Selected passage —
------------------------------------

Interdisciplinary Initiatives Program Round 9 - 2018

Fan Yang, Bioengineering and Orthopaedic Surgery
Julien Sage, Pediatrics and Genetics
Gerald Grant, Neurosurgery

Brain metastasis is a cancer that has spread to the brain from another location in the body. It affects nearly one in four cancer patients and is a major cause of cancer-related mortality. While standard cancer treatments (surgery, radiation therapy and chemotherapy) have improved overall patient survival for primary cancer, treatment for brain metastasis remains elusive. Primary lung cancer has the highest incidence for brain metastasis, and small cell lung cancer (SCLC) is the most aggressive and the most metastatic. To address the urgent need for improving the outcomes for SCLC patients with brain metastasis, it is critical to develop safe and effective methods that allow enhanced targeting and eradication of metastatic brain tumor cells.

------------------------------------

Your instructions — Reproduce the part of the brain metastasis passage that opens with the words containing "Fan Yang, Bioengineering" and closes with "brain tumor cells.".

Natural language region descriptions —
------------------------------------

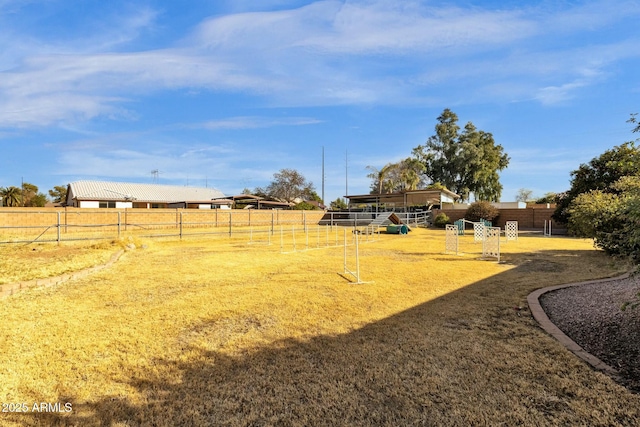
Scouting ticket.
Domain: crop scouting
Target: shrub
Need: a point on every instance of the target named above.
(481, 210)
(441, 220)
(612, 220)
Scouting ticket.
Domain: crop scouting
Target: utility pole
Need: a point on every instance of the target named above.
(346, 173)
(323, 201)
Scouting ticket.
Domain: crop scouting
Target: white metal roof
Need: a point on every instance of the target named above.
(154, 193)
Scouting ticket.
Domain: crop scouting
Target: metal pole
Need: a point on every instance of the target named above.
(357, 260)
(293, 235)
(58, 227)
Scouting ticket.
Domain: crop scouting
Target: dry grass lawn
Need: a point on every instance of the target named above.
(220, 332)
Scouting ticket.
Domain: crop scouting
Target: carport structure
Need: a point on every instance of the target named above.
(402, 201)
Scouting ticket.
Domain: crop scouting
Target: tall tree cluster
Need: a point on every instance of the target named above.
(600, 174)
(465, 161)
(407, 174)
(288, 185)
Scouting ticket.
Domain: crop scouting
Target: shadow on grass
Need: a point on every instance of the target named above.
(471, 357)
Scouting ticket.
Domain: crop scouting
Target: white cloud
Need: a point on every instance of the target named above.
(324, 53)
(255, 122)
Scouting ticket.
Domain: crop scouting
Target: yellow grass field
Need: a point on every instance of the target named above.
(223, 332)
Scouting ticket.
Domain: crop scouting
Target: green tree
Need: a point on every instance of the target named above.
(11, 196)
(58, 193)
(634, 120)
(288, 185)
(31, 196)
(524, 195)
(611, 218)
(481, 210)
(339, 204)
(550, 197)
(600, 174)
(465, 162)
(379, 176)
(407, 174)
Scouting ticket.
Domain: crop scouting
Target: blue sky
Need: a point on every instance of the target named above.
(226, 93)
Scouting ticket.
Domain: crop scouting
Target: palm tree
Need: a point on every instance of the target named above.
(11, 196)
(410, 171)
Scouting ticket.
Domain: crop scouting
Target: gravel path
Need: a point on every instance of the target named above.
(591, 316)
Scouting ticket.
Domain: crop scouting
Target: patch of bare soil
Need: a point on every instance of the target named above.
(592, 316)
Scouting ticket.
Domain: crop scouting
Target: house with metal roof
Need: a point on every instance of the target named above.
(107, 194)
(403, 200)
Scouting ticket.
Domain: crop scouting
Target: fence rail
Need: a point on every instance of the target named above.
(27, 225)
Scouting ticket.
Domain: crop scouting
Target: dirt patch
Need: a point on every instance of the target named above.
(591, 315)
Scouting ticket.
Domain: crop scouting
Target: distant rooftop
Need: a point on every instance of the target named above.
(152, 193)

------------------------------------

Solution —
Fan Yang, Bioengineering and Orthopaedic Surgery
Julien Sage, Pediatrics and Genetics
Gerald Grant, Neurosurgery

Brain metastasis is a cancer that has spread to the brain from another location in the body. It affects nearly one in four cancer patients and is a major cause of cancer-related mortality. While standard cancer treatments (surgery, radiation therapy and chemotherapy) have improved overall patient survival for primary cancer, treatment for brain metastasis remains elusive. Primary lung cancer has the highest incidence for brain metastasis, and small cell lung cancer (SCLC) is the most aggressive and the most metastatic. To address the urgent need for improving the outcomes for SCLC patients with brain metastasis, it is critical to develop safe and effective methods that allow enhanced targeting and eradication of metastatic brain tumor cells.